DIRECTIVE A: In the transcript, what is the title of the book Michelle MacDonald mentions?

Kristi Simons (07:42):
For me, what's coming up is just that I felt like I was just living my life in terms of checking all the boxes and figuring out how to do what everybody else was telling me I should be doing. And then once I finally did check all of those boxes, I wasn't feeling the way that I wanted to feel, but back then I wouldn't have had that language. So the warning signs for me were just that I was numbing the way that I was feeling because I didn't want to feel that way. So I was going to teaching, doing all the things, and then I would come home at night and I would just drink all night, all weekend. Sometimes I think back and I'm like, how did I even make it day to day and do the work that I did? And it just became this repetitive cycle for me.
(08:31):
And truly, honestly, even just in terms of the conversations that I have with the clients, the teen clients that I work with, it all comes back to the same thing. I feel like a lot of them find me and come to me because we are very, very similar. They are very much sensitive, emotional, empathetic, and I used to think that that was something that was wrong with me, same as them. It's almost as if we've put, and they've put their hearts in these cages, and there's just so much shame around feeling, especially in terms of the male clients that I work with. And that was really, really it for me is just witnessing how much I was just shutting myself down. I was closing myself off and not knowing that actually on the flip side of that, those were actually my greatest gifts was being able to empathize with other people, was being able to read their energy and pick up on things and certain cues, and really, truly honestly being able to connect with them as well, which is why I feel like my role as a teacher was always something that I really did connect with because helping other individuals, teens especially to feel seen, heard, and understood has always been where I've truly thrived.
(09:47):
So it was really just about seeing that again through a different lens from a different language and new perspective. And I just couldn't see it back then because I was numbing myself to all of those opportunities and possibilities because I felt like I didn't fit in, and that was never actually the case.
Michelle MacDonald (10:03):
Yeah, there's a curse, this push to fit in, and I don't know if you know Dr. Julie Adams. She wrote a book called Why Has Nobody Told Me this before? It's a really, really great book. And she talks about anxiety, and she says, anxiety is this emotional emotion characterized by an inner turmoil. And generally the things that give us instant relief from our anxieties tend to keep us stuck there in the long term. And so her call to action is, you got to learn to face your fears. You got to sit with your emotions and don't get stuck in avoidance. And I feel like that's probably a lot of what underpins your own coaching with teens. Now, just from your own experience and you didn't have anyone to mentor you, you got to sit with these uncomfortable emotions. It's part of growth. You can't run away from it.

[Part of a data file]

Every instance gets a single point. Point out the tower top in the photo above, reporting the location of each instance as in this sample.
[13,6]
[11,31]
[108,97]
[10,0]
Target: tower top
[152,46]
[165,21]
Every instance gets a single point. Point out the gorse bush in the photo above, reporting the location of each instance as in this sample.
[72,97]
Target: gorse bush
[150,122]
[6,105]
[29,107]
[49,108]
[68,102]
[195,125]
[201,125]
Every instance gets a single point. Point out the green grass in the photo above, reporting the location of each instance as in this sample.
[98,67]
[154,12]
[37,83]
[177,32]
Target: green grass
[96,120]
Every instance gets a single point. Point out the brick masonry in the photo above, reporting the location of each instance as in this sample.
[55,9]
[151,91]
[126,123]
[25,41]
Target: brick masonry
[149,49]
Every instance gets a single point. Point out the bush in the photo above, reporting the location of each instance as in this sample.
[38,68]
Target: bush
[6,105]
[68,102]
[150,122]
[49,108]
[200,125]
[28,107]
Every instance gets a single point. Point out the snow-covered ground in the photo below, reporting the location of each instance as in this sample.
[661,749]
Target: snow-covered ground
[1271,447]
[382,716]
...
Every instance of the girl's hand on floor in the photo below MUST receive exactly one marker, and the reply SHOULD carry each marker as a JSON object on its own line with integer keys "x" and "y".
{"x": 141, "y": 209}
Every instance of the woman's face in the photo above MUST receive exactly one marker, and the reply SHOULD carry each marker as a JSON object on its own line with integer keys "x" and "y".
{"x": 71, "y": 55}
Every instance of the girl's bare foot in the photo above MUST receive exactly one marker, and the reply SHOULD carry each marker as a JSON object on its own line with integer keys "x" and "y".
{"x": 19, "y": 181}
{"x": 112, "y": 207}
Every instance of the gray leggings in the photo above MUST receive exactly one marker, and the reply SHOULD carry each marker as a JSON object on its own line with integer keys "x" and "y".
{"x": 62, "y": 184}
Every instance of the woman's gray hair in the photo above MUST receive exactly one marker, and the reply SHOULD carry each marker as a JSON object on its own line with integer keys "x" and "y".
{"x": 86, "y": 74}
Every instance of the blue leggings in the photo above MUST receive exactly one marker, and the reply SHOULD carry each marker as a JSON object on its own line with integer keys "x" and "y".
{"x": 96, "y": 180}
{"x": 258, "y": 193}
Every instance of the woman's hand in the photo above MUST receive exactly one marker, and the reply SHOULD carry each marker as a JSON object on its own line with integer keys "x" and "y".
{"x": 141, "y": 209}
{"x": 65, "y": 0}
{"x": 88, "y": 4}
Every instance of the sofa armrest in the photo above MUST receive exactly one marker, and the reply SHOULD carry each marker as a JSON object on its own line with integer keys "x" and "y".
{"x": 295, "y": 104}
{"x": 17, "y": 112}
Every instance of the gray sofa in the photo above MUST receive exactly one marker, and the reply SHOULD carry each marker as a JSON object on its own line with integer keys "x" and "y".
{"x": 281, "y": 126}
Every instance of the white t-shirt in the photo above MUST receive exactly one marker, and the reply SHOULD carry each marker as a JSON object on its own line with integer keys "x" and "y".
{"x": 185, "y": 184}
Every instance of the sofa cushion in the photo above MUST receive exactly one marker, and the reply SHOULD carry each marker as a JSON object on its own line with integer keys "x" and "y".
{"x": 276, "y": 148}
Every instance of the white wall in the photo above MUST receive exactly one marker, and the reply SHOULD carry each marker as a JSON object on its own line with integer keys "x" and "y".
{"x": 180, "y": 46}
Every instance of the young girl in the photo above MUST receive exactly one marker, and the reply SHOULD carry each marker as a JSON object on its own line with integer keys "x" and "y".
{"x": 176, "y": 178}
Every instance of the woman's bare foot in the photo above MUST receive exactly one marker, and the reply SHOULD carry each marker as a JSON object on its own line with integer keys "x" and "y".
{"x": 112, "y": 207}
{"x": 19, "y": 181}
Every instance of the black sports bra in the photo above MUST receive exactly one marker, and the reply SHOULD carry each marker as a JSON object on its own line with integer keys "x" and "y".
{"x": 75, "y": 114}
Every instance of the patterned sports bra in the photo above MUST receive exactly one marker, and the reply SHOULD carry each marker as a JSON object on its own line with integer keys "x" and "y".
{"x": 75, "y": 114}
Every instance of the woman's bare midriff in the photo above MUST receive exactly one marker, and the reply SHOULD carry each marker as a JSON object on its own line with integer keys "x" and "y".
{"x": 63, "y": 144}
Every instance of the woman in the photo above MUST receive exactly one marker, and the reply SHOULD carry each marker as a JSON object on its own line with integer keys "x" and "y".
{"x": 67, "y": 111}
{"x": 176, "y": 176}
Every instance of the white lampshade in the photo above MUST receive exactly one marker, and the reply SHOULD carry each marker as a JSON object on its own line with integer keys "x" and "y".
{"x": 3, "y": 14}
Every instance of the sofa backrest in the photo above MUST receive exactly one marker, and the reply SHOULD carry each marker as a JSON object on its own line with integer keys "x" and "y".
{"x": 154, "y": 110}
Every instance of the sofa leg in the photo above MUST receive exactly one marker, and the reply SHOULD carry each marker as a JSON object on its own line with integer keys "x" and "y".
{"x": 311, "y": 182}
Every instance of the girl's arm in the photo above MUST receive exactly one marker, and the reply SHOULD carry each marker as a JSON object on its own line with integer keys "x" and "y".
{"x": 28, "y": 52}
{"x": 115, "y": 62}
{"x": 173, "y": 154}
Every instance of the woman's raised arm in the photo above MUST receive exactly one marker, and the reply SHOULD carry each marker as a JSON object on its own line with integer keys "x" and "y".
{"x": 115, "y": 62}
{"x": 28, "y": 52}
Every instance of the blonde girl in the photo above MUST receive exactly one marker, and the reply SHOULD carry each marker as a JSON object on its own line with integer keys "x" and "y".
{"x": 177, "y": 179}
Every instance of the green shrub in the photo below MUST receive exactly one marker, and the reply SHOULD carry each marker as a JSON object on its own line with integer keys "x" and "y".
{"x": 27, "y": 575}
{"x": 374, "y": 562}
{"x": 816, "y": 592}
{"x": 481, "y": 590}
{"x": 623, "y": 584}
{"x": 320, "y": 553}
...
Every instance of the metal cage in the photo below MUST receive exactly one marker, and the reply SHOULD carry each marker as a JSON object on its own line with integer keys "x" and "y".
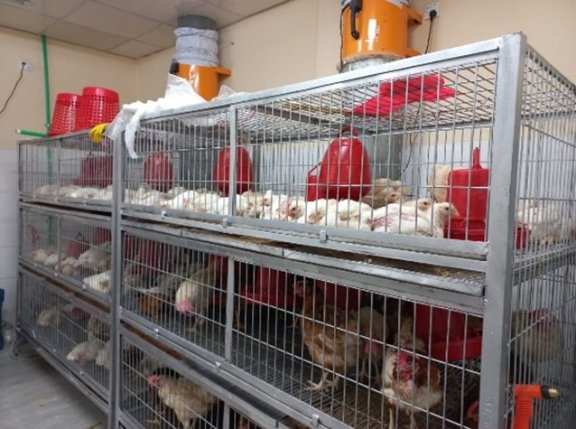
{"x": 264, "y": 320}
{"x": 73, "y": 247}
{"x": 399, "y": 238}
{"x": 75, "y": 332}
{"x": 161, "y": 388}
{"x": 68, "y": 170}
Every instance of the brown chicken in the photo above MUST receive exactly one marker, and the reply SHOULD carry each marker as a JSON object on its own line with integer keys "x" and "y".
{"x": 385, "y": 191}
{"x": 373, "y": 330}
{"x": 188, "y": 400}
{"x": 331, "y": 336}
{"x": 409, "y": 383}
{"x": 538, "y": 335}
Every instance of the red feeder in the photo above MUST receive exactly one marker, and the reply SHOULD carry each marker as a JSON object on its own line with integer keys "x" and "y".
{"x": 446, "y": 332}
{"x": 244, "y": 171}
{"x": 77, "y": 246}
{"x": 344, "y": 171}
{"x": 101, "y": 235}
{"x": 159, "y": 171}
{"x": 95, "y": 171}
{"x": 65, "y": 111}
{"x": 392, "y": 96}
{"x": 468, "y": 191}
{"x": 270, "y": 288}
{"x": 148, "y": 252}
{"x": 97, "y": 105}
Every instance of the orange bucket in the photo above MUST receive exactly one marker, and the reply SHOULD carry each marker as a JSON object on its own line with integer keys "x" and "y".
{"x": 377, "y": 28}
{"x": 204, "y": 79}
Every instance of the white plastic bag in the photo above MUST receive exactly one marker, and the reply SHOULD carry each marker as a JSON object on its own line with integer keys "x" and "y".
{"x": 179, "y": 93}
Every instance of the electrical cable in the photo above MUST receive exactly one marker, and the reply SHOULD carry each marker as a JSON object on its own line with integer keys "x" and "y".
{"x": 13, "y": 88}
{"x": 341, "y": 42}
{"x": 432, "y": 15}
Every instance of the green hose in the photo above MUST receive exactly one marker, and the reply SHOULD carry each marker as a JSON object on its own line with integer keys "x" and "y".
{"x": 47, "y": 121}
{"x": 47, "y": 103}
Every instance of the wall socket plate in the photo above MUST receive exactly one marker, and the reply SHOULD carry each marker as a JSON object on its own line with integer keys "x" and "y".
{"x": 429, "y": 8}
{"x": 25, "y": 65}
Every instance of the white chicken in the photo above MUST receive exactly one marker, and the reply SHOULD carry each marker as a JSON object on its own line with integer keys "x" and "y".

DIRECTIVE B: Return every line of the records that contains the string "snow". Matching is case-sensitive.

FULL RESPONSE A: Why Has Nobody Told Me this before?

FULL RESPONSE B:
Every instance gets a single point. Point out the snow-covered ground in the photo below, reporting the location of each instance as in this sample.
Target: snow-covered ground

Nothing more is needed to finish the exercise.